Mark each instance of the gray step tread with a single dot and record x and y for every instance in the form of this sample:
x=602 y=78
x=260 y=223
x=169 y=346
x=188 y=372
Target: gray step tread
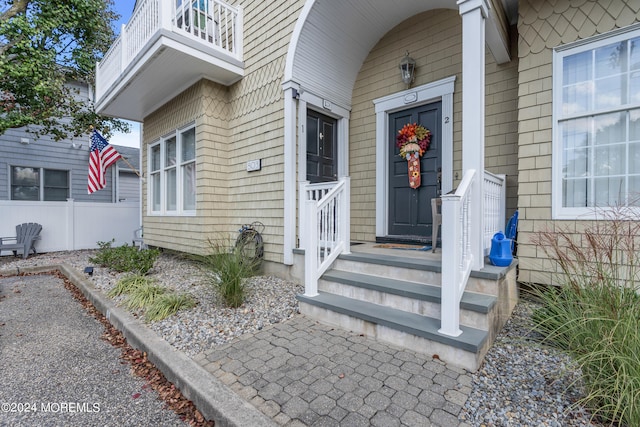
x=489 y=271
x=471 y=301
x=470 y=340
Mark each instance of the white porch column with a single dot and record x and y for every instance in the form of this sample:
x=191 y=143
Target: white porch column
x=474 y=13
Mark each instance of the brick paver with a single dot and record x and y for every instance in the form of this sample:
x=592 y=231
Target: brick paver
x=303 y=373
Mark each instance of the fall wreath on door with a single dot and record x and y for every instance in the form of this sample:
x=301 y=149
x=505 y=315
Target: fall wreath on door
x=413 y=140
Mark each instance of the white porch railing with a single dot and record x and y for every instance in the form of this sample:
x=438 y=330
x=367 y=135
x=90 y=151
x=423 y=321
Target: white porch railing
x=494 y=207
x=210 y=22
x=457 y=257
x=325 y=227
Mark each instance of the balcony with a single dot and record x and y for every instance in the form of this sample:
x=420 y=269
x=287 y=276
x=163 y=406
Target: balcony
x=167 y=46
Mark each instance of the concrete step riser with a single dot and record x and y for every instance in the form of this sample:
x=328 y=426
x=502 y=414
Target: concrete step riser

--- --- ---

### EXERCISE
Print the material above verbatim except the pictures.

### SOLUTION TO THIS TASK
Mark each instance of the gray step tread with a single dot and record x and y for every instance in the form of this sample:
x=602 y=78
x=260 y=223
x=169 y=346
x=188 y=372
Target: gray step tread
x=489 y=271
x=471 y=301
x=470 y=340
Mark each instance of the white porch column with a single dot and record x and y for every instance in the form of this sample:
x=191 y=143
Target: white porch column
x=474 y=13
Mark each instance of the brick paver with a single dot and record x and y for every instance in the form of this sample:
x=592 y=231
Target: brick paver
x=303 y=373
Mark each instance of the fall wreath on door with a single dot and record x and y for every instance in the form of this sample:
x=301 y=149
x=505 y=315
Target: fall wreath on door
x=413 y=140
Mark each instance of the white porch railing with a single dot and record x and y for every instance in the form of this sample:
x=438 y=330
x=367 y=135
x=90 y=151
x=423 y=321
Target: white porch railing
x=494 y=207
x=210 y=22
x=457 y=257
x=325 y=227
Mark each instance of the balcony with a single dot and record x and y for every instance in the form of this sample:
x=420 y=269
x=287 y=276
x=163 y=406
Target: balcony
x=167 y=46
Mark each instance of the concrete step riser with a single dot and record x and y for every instance in the form of this sample:
x=328 y=426
x=502 y=414
Target: concrete step riser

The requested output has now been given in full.